Exercise goal: In the answer, transcribe exactly the lines from the beginning of the material through the line holding "Target: paved sidewalk", and skip every picture.

Supplied material:
* * * * * * *

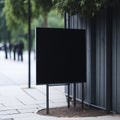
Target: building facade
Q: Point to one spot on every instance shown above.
(102, 88)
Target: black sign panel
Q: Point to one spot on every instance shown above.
(61, 55)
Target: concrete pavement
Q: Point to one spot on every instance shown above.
(18, 102)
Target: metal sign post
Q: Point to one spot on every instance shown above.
(29, 44)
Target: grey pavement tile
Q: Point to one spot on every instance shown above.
(9, 112)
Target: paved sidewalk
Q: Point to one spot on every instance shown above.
(21, 103)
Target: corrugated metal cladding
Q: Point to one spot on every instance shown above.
(102, 88)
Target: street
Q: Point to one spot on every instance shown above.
(16, 72)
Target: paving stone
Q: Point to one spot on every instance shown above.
(9, 112)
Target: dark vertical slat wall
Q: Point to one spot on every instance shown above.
(102, 88)
(116, 59)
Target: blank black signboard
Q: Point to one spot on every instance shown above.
(61, 55)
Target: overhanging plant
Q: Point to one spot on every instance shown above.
(84, 7)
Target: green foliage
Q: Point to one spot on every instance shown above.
(55, 20)
(84, 7)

* * * * * * *

The answer:
Target: building facade
Q: Point to one spot on every instance shown above.
(102, 88)
Target: black sign panel
Q: Point to one spot on every instance shown above.
(61, 55)
Target: concrete pavement
Q: Point to one spot on every instance shown above.
(18, 102)
Target: metal sign post
Q: Point to one spot on every instance shown above.
(29, 44)
Target: grey pavement tile
Q: Point to one spot on every instance shown above.
(9, 112)
Target: paved sidewalk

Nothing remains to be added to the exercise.